• _Problem description_
Which lines in the entries below contain the string "wall"? Gather every such line and copy each one out in full.

Dataset records:
--

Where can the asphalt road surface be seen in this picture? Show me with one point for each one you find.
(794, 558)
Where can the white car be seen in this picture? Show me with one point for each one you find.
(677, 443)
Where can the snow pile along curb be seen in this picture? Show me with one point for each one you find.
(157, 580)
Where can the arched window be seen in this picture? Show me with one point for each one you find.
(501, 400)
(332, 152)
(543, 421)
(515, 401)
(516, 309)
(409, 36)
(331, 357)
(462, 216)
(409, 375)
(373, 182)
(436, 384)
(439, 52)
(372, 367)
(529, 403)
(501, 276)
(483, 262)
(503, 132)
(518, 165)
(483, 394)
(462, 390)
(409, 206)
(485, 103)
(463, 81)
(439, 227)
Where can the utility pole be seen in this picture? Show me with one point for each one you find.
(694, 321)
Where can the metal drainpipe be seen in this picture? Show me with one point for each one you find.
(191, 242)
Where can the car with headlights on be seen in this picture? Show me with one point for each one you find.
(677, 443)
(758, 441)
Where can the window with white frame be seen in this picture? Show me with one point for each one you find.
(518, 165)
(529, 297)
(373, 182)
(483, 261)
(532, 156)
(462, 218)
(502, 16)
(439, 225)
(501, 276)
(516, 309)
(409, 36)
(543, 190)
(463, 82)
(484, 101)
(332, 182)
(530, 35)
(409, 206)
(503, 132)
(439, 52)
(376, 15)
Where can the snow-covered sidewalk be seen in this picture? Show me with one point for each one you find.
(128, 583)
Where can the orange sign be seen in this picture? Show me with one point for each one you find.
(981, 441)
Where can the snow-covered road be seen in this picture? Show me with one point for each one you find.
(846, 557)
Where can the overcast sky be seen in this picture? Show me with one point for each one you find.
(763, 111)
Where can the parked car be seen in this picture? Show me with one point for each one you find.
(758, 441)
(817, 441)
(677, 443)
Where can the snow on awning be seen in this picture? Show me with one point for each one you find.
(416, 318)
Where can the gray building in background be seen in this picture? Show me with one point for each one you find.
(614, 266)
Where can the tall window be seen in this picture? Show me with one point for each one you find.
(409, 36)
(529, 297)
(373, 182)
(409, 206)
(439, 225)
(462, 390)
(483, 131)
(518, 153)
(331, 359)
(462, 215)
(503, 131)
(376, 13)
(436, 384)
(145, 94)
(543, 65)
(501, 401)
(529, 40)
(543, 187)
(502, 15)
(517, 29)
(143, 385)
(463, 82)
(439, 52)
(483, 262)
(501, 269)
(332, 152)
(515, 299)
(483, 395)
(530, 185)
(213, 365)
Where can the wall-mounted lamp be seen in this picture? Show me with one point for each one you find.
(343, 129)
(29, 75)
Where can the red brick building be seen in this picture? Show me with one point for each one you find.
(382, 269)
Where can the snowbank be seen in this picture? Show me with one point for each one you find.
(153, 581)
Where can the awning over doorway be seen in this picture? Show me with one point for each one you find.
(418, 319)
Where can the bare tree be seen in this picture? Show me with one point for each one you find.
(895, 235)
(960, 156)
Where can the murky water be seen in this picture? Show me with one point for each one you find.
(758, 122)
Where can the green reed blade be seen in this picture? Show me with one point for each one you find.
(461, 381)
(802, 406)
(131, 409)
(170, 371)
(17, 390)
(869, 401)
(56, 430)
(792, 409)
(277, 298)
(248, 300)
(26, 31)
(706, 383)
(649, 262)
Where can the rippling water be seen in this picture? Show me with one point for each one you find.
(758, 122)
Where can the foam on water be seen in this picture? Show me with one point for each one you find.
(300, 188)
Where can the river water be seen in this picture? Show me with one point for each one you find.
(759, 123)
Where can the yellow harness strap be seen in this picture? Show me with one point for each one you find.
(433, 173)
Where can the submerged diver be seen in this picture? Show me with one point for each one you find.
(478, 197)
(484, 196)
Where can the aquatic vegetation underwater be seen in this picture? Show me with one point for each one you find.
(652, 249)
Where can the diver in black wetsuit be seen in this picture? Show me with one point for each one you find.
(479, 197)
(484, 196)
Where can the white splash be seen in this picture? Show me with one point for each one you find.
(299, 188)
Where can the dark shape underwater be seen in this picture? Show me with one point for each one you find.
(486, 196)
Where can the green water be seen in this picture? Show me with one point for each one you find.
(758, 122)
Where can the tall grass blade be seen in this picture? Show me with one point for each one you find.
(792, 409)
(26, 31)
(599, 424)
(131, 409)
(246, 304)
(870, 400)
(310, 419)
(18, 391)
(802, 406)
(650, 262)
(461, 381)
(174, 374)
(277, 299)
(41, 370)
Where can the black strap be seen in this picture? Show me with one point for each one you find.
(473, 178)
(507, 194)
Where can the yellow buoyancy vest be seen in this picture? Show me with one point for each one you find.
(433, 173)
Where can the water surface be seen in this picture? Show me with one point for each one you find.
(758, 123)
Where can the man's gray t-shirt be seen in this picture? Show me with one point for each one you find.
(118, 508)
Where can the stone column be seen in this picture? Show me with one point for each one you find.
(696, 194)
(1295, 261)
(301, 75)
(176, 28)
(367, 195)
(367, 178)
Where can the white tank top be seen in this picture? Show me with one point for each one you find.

--

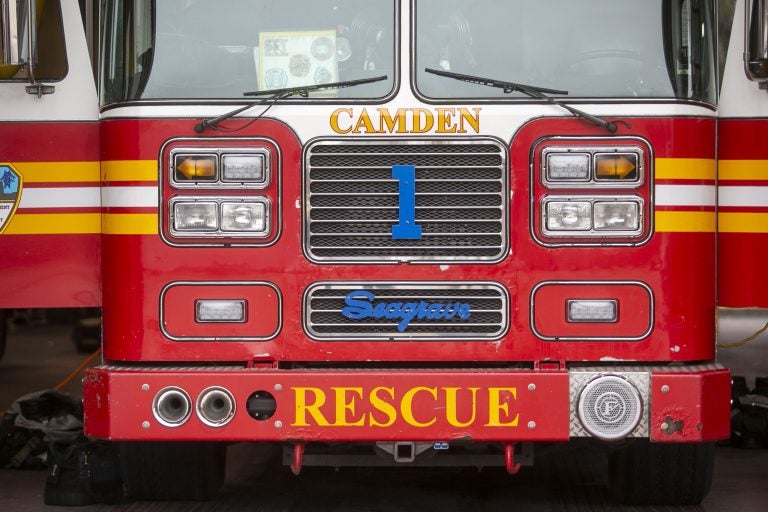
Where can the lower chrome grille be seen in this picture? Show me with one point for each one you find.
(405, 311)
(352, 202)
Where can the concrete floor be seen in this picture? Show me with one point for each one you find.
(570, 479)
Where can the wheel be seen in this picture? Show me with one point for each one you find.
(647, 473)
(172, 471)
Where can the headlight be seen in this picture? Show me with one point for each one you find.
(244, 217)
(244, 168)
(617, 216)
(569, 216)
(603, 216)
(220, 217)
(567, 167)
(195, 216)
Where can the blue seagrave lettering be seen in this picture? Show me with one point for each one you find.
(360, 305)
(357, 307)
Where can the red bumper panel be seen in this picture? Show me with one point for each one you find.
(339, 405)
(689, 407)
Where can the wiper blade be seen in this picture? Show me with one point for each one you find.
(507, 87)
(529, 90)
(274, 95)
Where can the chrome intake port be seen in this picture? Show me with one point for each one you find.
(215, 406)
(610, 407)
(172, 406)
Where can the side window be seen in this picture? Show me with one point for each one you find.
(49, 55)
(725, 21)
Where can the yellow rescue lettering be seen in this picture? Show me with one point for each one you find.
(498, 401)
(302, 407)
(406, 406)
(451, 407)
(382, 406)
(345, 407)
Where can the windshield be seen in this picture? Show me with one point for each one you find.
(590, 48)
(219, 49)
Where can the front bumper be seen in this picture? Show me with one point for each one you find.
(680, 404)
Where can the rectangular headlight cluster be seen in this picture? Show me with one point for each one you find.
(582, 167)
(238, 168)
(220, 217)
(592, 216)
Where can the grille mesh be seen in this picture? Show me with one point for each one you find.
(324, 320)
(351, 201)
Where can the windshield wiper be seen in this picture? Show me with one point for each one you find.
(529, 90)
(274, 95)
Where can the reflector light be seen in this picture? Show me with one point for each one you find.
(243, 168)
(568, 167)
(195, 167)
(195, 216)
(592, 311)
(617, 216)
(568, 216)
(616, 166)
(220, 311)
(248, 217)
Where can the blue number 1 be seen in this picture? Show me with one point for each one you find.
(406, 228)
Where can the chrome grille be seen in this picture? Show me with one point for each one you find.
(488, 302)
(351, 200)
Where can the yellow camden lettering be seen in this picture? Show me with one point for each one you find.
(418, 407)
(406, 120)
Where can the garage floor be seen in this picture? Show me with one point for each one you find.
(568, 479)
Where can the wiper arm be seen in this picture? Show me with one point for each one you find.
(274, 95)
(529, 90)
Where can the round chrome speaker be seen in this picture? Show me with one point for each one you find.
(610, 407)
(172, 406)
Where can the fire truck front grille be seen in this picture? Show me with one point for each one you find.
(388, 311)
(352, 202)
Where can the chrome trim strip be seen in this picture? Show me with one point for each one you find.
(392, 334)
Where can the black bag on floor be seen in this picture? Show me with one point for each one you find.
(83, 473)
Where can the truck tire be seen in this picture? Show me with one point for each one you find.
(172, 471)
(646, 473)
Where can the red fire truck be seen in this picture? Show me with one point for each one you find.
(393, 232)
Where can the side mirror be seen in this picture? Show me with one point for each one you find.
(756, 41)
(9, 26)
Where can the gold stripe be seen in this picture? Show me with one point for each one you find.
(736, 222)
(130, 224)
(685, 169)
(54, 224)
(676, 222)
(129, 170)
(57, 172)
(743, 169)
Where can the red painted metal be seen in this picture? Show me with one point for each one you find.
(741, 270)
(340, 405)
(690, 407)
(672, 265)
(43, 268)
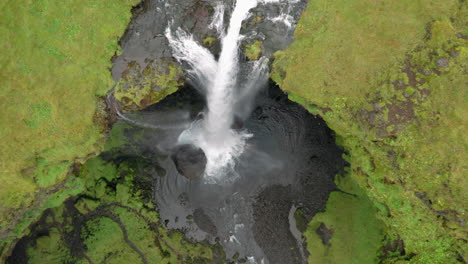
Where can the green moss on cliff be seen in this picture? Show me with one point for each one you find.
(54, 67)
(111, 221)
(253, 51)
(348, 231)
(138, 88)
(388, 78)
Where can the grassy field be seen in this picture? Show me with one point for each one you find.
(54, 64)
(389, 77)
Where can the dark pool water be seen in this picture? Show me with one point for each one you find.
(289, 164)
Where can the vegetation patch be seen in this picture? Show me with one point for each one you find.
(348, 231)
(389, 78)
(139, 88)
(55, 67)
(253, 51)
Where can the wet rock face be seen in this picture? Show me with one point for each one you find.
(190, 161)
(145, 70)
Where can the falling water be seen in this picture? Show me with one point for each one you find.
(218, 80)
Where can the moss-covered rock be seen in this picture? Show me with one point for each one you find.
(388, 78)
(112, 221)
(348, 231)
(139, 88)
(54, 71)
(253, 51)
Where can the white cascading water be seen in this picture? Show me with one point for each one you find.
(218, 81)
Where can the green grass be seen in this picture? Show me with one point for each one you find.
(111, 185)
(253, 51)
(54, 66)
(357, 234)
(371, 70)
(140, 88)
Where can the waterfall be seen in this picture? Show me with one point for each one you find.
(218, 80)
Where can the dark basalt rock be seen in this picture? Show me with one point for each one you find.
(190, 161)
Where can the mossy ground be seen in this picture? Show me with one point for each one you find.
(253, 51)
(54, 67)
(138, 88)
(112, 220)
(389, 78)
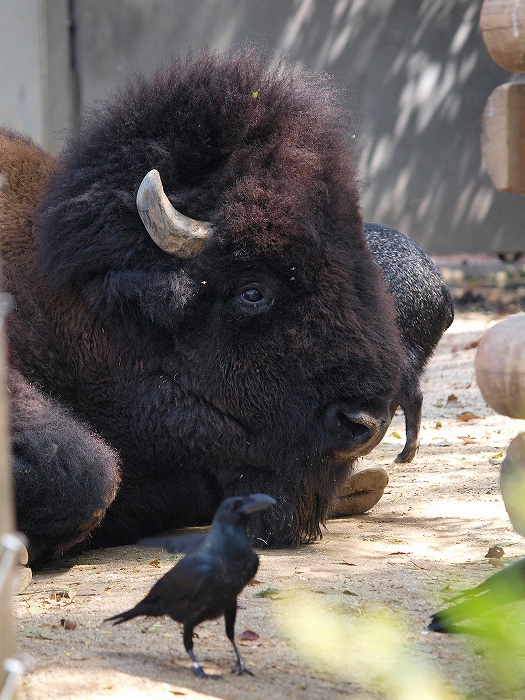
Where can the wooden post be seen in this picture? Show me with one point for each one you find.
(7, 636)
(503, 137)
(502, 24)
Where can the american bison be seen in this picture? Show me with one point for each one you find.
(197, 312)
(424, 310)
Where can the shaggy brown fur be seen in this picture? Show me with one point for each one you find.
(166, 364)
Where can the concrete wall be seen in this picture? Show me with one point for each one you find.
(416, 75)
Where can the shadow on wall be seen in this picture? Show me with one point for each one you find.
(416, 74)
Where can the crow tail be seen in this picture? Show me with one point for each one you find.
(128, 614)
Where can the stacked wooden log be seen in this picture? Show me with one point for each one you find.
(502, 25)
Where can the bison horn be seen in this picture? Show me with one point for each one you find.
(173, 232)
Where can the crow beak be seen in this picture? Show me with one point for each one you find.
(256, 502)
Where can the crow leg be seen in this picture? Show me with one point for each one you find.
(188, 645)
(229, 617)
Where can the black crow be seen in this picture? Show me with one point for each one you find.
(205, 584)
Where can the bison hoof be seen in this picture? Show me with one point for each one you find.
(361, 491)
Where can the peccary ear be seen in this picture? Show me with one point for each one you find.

--

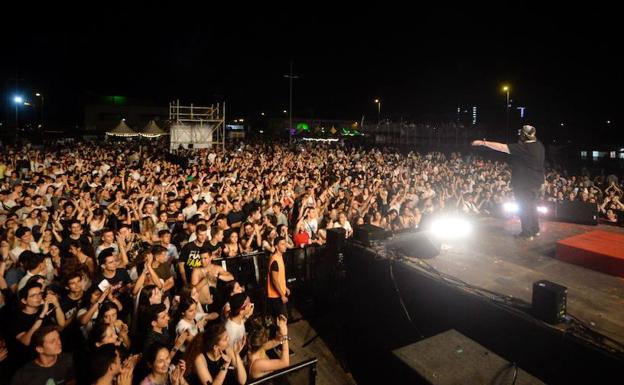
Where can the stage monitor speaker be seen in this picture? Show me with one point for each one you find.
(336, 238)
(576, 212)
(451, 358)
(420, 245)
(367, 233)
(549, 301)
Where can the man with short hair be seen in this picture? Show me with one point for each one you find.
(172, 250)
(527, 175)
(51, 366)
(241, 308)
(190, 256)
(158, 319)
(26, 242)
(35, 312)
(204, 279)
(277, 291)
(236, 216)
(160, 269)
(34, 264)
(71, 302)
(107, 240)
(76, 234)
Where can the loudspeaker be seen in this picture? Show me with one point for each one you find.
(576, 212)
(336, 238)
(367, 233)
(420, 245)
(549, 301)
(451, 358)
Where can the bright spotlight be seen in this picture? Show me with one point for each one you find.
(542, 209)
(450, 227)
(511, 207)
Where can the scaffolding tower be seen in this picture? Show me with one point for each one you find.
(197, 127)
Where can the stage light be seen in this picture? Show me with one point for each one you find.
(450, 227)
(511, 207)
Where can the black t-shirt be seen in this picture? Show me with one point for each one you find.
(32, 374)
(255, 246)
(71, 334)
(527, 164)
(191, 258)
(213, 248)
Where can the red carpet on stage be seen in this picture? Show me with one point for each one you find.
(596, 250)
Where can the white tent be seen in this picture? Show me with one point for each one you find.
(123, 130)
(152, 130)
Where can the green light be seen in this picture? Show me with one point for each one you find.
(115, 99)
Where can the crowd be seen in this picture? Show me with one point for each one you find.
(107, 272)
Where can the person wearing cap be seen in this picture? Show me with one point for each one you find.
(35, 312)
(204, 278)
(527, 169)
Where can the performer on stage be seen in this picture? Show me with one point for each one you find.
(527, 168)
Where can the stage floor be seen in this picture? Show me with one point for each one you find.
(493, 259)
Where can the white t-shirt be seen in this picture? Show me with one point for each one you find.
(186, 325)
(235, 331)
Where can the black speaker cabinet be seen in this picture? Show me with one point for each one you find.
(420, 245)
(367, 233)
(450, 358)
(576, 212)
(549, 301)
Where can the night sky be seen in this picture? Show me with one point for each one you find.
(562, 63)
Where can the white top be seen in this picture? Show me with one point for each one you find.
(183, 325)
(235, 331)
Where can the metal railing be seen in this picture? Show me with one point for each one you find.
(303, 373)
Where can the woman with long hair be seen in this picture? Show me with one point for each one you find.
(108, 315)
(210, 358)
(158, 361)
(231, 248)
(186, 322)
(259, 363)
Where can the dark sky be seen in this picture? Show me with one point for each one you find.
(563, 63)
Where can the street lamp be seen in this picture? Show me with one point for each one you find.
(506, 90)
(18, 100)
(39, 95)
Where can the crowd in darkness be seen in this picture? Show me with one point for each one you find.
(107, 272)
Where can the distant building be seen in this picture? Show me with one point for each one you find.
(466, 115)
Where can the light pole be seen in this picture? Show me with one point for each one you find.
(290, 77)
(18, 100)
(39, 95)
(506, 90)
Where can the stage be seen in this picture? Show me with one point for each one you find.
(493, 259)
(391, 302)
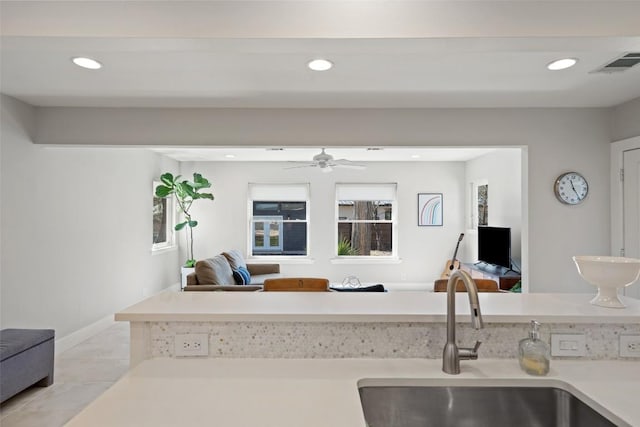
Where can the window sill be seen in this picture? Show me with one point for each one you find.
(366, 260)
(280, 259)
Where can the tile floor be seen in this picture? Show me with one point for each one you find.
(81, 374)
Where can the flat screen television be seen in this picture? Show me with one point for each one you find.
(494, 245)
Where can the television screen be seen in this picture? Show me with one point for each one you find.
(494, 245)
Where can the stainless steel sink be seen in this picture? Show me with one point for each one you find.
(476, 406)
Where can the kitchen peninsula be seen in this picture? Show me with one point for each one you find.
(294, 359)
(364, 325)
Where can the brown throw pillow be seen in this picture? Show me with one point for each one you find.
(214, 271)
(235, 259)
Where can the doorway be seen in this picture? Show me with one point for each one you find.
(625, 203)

--

• _Answer to this task_
Where can the wall-mounted lamp be seen in this picture? Show me with one point for each one you find.
Where can the concrete wall be seen in this picture? Show me with one point for each one you find.
Where can the shadow on wall be seen in this picture? Show me with one point for each one you find.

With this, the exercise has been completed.